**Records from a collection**
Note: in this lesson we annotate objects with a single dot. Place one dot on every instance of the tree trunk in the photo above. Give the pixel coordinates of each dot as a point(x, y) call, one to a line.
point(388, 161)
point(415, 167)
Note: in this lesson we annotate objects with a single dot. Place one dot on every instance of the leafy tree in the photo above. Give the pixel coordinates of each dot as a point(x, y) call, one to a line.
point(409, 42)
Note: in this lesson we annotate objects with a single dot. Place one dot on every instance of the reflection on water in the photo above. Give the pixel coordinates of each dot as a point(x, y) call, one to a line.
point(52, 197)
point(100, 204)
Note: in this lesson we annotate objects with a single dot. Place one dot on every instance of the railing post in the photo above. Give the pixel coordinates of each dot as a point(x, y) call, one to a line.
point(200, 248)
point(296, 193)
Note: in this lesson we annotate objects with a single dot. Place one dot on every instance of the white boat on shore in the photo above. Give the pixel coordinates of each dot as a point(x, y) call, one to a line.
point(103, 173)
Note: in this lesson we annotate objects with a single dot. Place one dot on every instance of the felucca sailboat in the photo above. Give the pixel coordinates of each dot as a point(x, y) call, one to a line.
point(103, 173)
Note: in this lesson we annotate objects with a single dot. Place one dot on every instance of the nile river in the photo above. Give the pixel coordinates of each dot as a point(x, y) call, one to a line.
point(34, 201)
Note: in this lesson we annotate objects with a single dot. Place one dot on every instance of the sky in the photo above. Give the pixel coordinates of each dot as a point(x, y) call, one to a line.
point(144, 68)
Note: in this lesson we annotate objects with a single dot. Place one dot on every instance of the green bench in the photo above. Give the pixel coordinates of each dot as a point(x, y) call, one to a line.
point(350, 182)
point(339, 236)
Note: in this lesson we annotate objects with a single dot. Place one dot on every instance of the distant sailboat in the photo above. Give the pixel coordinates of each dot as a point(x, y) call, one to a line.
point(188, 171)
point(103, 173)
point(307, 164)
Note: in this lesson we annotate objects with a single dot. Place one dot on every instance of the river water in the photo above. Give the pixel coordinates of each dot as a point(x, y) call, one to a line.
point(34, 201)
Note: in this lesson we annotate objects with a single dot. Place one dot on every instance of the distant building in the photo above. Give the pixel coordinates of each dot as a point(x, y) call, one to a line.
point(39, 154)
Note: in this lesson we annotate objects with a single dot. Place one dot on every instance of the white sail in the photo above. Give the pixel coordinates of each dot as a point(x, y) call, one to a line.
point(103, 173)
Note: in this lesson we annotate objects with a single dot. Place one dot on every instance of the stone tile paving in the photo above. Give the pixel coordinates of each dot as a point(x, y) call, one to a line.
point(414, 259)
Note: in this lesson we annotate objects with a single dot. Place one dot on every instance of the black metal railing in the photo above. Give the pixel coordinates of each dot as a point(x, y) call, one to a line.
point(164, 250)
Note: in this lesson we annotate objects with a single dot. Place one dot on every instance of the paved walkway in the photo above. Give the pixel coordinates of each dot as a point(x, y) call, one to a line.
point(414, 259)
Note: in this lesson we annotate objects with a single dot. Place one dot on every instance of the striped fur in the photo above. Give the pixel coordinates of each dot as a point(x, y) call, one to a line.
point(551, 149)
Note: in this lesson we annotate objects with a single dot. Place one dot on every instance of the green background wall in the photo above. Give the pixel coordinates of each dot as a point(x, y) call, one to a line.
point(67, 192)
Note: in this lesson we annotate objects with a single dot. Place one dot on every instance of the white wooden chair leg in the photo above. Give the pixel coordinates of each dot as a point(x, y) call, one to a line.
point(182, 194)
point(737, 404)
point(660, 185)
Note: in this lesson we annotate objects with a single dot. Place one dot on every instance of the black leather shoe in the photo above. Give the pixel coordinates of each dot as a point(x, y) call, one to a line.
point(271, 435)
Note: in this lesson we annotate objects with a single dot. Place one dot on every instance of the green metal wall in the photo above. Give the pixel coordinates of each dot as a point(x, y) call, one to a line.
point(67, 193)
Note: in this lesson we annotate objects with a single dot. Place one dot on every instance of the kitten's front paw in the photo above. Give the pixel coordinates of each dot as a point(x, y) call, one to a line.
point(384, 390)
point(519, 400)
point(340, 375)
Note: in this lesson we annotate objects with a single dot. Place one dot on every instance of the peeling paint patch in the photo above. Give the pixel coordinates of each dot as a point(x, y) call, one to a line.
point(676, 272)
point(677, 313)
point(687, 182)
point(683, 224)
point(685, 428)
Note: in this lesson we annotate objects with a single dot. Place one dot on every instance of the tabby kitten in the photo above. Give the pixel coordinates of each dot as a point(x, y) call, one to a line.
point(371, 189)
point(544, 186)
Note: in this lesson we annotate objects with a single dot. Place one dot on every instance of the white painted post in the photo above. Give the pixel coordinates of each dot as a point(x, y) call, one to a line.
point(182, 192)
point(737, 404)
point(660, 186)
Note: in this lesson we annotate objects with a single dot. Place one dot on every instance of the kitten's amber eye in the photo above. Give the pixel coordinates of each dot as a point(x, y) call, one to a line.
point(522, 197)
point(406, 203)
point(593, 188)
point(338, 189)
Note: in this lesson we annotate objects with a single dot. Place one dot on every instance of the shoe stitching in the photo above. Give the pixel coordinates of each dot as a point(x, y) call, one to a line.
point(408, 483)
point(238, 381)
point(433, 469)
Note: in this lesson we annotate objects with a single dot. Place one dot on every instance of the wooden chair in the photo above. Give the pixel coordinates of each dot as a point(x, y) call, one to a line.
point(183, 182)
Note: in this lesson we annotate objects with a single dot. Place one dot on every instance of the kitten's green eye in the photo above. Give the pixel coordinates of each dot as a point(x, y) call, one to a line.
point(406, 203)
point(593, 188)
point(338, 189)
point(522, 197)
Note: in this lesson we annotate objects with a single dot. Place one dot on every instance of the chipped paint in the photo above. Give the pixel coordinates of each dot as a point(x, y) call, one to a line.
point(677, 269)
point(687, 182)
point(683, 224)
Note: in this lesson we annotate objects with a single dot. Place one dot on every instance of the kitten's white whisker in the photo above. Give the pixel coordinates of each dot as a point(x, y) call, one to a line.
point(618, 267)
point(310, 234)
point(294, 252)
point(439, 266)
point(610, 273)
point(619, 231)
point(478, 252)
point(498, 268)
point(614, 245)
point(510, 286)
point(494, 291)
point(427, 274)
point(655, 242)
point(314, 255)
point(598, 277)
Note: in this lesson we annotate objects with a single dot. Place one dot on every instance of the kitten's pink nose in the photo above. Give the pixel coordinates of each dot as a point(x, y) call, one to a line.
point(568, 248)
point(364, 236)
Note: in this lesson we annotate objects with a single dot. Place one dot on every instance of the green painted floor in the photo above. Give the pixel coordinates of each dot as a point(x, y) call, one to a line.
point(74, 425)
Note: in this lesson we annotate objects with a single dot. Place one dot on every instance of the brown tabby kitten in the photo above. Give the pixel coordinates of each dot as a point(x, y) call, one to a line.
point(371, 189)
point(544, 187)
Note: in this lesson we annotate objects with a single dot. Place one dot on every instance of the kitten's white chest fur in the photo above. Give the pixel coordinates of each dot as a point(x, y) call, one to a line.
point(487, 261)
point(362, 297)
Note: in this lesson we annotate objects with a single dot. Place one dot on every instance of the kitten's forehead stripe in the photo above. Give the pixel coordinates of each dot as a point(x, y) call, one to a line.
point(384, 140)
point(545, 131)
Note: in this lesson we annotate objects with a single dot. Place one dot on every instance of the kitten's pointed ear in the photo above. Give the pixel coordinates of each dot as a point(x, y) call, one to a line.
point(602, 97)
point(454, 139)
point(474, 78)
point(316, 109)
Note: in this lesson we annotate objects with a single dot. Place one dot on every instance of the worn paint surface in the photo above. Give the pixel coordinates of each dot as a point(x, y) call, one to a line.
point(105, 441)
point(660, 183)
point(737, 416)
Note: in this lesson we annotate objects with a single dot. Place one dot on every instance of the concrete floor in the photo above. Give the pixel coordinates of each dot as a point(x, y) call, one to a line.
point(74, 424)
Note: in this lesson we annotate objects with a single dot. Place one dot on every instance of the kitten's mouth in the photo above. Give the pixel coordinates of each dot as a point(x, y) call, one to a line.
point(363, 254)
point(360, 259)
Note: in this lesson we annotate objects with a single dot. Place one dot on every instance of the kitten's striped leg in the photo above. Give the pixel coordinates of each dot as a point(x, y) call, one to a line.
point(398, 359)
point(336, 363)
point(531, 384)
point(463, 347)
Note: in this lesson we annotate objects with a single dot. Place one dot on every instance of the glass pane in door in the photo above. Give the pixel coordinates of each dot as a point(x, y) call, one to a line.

**Aim of the exercise**
Copy exactly. The range runs from the line containing "the kitten's striped" through the last line of the data.

**Answer space**
Note: in this lesson we annotate objects with a single dot. Place one dot on every instance of the kitten's striped leg in the photo above. Give the pixel coordinates of each dot as a point(x, y) call, one to a line.
point(398, 359)
point(336, 363)
point(531, 384)
point(463, 347)
Note: in this lesson we annotate objects with a single dot. Place one dot on every instance of the glass pane in door in the photo above. Give the pixel coordinates of each dot as a point(x, y) call, one to a line.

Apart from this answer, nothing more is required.